━━ TASK INPUTS ━━
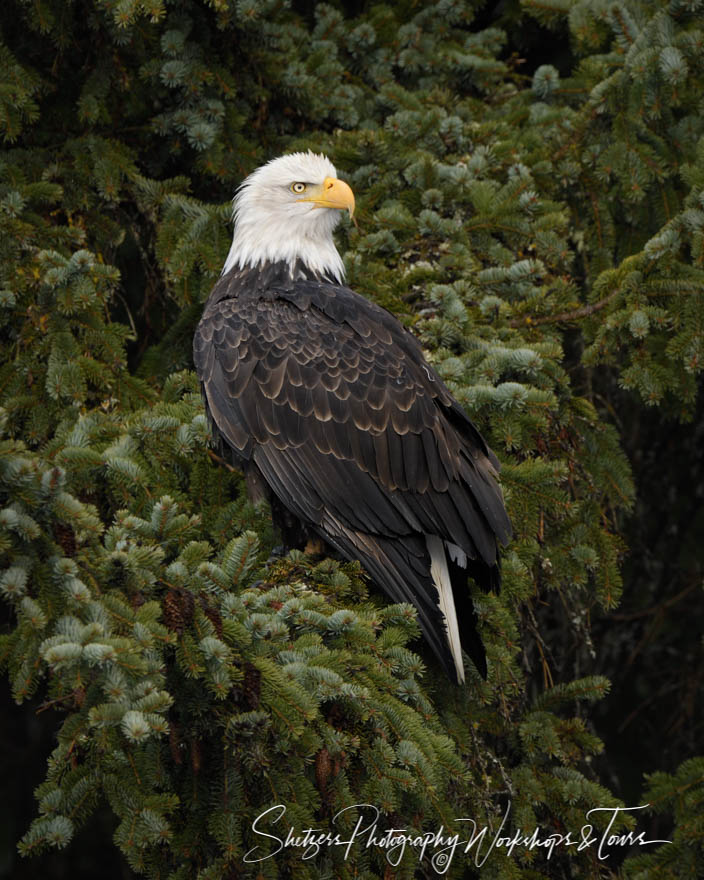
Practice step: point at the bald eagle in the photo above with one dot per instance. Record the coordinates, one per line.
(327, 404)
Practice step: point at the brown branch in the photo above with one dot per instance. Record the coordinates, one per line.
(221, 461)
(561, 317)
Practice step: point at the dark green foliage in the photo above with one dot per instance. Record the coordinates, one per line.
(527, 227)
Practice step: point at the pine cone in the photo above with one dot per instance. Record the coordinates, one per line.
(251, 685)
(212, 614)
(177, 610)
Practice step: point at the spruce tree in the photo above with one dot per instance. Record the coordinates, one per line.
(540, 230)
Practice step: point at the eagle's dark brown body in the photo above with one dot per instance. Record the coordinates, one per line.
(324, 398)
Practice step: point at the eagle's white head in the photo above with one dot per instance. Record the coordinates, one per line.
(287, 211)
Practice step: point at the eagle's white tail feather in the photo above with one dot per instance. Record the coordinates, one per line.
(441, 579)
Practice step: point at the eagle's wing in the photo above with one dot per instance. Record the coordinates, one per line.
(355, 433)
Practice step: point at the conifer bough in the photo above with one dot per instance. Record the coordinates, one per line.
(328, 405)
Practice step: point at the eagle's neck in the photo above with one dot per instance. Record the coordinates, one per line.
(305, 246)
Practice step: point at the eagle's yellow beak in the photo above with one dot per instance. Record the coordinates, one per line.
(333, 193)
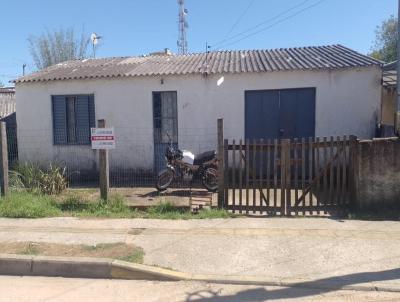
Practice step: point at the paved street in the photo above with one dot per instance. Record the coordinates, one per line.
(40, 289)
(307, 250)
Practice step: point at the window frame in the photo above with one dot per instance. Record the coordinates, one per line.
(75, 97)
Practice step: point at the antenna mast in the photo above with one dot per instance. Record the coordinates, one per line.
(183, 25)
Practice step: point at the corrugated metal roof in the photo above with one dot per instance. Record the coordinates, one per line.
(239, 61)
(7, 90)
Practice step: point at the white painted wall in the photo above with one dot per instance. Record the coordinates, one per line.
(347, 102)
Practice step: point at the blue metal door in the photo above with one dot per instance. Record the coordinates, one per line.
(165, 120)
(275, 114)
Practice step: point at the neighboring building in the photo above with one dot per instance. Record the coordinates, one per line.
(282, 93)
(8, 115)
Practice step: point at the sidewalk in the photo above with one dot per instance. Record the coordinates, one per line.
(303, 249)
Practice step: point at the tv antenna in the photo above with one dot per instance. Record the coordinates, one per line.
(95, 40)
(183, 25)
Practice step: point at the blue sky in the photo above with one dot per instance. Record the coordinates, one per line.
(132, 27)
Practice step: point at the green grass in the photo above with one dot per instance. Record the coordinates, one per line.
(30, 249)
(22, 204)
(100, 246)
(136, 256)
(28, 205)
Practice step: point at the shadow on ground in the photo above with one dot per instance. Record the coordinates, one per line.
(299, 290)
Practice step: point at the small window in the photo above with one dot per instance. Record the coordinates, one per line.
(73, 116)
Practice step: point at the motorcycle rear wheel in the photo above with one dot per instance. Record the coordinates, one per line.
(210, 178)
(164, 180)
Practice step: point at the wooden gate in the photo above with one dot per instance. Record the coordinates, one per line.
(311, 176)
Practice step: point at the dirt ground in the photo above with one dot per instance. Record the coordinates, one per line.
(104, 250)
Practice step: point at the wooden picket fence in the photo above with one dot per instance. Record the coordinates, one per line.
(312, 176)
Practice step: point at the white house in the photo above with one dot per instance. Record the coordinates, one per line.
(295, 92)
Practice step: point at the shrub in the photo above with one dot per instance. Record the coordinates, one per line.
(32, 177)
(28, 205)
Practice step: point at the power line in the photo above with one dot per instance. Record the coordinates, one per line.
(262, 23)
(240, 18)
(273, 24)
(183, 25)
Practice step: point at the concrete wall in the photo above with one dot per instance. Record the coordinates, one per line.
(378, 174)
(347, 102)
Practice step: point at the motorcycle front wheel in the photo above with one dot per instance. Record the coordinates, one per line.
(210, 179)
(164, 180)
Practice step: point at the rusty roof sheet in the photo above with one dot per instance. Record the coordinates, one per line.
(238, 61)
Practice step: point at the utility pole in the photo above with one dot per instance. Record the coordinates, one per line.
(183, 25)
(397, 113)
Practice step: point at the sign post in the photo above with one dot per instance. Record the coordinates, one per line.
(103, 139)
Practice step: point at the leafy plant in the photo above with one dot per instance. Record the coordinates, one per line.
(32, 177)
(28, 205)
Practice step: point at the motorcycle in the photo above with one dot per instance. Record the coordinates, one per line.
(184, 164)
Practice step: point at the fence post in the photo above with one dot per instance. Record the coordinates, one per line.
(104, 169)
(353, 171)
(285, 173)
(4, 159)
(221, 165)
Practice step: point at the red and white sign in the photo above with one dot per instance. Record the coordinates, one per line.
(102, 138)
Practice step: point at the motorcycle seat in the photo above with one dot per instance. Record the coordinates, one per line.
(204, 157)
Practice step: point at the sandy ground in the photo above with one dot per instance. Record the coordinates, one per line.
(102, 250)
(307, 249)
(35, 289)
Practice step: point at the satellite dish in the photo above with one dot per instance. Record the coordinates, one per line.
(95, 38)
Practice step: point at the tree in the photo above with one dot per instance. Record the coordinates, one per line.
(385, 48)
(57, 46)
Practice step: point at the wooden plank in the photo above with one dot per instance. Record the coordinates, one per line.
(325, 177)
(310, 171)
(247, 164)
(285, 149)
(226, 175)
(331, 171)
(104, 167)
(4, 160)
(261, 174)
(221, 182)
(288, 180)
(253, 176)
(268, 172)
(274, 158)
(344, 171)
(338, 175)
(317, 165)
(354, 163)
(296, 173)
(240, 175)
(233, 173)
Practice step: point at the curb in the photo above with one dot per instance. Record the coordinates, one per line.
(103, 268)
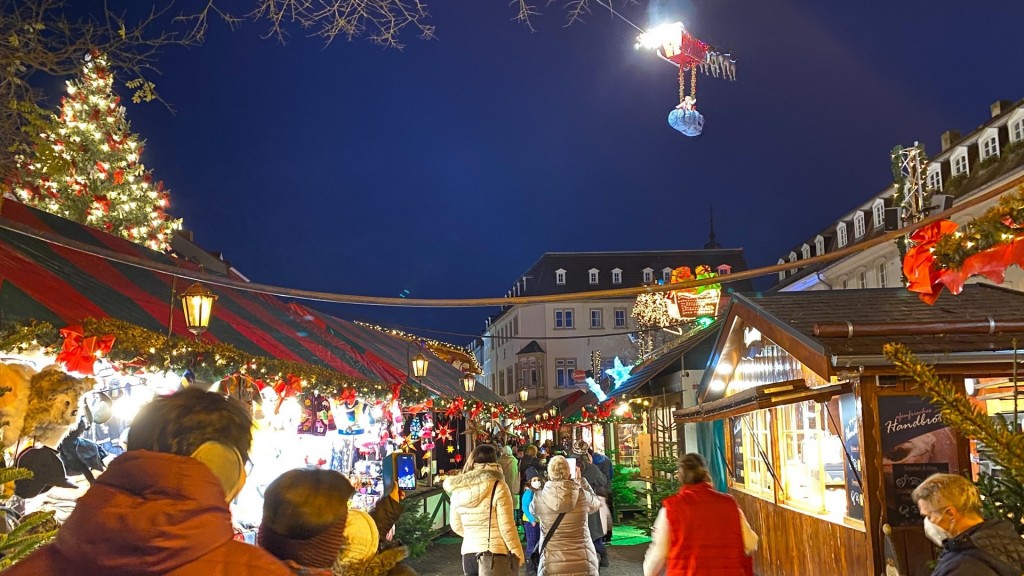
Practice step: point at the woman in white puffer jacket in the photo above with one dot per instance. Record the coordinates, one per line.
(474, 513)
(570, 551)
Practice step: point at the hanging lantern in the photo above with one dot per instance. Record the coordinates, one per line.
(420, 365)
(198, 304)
━━━
━━ TASK INPUTS ━━
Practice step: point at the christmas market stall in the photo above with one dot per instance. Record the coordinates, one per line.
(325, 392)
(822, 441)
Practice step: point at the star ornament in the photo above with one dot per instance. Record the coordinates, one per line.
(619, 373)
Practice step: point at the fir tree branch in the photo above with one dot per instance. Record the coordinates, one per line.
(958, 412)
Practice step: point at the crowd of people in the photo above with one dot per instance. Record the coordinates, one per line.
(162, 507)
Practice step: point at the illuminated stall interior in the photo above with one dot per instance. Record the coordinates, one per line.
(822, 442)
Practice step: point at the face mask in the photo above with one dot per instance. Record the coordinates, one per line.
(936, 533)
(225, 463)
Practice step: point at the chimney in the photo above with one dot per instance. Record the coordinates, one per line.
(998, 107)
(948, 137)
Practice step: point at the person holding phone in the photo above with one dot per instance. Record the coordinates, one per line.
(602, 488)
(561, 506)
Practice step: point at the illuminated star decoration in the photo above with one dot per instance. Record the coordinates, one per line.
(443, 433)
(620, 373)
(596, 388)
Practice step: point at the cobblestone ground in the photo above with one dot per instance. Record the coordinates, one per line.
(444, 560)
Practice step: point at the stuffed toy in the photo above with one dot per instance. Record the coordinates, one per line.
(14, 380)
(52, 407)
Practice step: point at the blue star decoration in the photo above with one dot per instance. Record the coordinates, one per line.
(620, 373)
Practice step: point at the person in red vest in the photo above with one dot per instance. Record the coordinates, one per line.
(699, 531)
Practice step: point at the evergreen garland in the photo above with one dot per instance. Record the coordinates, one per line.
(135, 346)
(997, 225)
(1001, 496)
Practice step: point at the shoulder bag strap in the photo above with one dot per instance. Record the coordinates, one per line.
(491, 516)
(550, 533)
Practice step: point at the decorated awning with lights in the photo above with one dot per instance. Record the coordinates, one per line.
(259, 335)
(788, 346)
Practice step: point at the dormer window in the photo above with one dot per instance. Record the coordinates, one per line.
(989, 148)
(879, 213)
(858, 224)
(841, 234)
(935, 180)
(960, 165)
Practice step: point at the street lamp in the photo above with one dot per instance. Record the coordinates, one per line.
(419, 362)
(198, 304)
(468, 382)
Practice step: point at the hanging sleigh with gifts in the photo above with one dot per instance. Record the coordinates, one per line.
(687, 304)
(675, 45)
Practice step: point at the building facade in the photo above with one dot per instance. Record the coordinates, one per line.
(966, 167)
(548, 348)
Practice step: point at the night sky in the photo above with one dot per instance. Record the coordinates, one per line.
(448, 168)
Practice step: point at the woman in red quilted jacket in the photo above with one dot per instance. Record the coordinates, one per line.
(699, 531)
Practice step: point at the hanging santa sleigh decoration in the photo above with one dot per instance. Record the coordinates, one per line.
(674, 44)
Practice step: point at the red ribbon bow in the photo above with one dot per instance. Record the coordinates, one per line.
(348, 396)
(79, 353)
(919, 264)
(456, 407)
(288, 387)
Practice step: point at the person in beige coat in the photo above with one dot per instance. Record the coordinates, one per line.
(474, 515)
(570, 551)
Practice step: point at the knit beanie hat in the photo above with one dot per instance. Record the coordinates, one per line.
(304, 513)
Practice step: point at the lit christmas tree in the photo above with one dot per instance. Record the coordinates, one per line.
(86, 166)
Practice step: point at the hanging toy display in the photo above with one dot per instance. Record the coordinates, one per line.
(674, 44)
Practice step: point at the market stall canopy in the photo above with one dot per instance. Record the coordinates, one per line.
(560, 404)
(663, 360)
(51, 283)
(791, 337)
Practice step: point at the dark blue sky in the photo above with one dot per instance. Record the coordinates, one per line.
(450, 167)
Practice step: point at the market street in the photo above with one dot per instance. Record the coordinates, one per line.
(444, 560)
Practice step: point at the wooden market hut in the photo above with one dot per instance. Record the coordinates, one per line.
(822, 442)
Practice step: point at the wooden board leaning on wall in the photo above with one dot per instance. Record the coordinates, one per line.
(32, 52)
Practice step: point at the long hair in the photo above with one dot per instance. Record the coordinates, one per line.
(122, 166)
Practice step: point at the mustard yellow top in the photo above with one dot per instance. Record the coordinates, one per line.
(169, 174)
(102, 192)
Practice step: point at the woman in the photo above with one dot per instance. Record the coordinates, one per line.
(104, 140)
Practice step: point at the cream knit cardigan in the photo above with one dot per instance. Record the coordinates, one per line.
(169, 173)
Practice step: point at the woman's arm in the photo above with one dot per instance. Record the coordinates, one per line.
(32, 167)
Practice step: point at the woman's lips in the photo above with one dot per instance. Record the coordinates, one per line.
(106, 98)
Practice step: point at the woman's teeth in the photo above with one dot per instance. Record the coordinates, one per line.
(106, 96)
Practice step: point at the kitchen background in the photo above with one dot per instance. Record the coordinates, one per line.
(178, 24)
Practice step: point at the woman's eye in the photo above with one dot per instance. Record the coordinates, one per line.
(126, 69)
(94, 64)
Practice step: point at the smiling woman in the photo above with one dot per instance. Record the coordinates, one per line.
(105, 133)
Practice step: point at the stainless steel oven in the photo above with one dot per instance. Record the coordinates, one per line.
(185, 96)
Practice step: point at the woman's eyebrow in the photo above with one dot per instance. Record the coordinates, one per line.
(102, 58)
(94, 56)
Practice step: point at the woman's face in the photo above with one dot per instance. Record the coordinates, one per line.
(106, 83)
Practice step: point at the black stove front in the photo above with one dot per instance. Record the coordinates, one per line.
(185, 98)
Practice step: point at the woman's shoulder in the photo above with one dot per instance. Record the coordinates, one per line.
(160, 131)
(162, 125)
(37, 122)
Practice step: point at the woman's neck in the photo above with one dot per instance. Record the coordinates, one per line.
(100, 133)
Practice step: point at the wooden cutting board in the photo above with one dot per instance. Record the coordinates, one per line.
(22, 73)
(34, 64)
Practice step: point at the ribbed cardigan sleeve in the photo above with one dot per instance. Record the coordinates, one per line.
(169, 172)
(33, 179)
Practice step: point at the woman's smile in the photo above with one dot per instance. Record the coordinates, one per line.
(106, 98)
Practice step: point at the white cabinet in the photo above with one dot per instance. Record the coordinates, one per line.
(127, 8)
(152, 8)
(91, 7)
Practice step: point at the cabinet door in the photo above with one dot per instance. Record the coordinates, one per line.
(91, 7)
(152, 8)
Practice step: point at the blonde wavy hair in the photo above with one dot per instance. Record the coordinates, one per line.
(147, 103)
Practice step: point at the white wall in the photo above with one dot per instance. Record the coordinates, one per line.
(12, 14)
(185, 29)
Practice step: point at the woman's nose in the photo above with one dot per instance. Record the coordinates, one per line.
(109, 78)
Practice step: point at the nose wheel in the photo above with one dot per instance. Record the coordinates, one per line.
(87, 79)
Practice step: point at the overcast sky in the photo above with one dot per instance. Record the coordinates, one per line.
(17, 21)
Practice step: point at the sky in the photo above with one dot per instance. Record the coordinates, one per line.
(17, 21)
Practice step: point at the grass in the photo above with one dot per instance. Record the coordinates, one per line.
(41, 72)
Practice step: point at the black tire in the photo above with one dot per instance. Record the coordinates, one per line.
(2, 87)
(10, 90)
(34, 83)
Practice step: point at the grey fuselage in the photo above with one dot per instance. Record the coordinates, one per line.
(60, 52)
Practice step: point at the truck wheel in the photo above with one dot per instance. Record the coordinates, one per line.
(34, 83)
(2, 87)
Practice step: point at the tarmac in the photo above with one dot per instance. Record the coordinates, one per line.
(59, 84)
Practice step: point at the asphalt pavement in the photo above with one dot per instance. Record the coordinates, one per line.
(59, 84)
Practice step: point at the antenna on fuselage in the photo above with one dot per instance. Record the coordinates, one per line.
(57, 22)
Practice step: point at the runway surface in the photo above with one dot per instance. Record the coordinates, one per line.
━━━
#### [WHAT THIS TASK INVOLVES]
Look back at the data above. Transcribe exactly the lines starting at the line that contains "Practice step: point at the grass" and ending at the line that contains "Practice step: point at the runway".

#### [WRITTEN SOLUTION]
Practice step: point at the grass in the photo above with one dot per instance. Record the coordinates, one per line.
(41, 72)
Practice step: point at the black tire in the photo above with one dot per instance. Record the coordinates, one per line.
(2, 87)
(10, 90)
(34, 83)
Practice step: point at the grey fuselage in the photo above with one dot per instance. Record the coordinates, one per line.
(60, 52)
Practice step: point at the truck wheel in the photo above with one dot per instance. Record the coordinates, one per line.
(34, 83)
(2, 87)
Practice step: point at the tarmac in the photo above with one dot per instance. Record the coordinates, one per line.
(59, 84)
Practice step: point at the asphalt pavement in the photo above with one dot per instance. Record the coordinates, one per line.
(59, 84)
Practice step: point at the antenna on fuselage in the photo above with one dot per instance. Record the coordinates, one per line.
(57, 22)
Practice step: point at the runway surface in the photo above with one dot per instance. Record the coordinates, one per line.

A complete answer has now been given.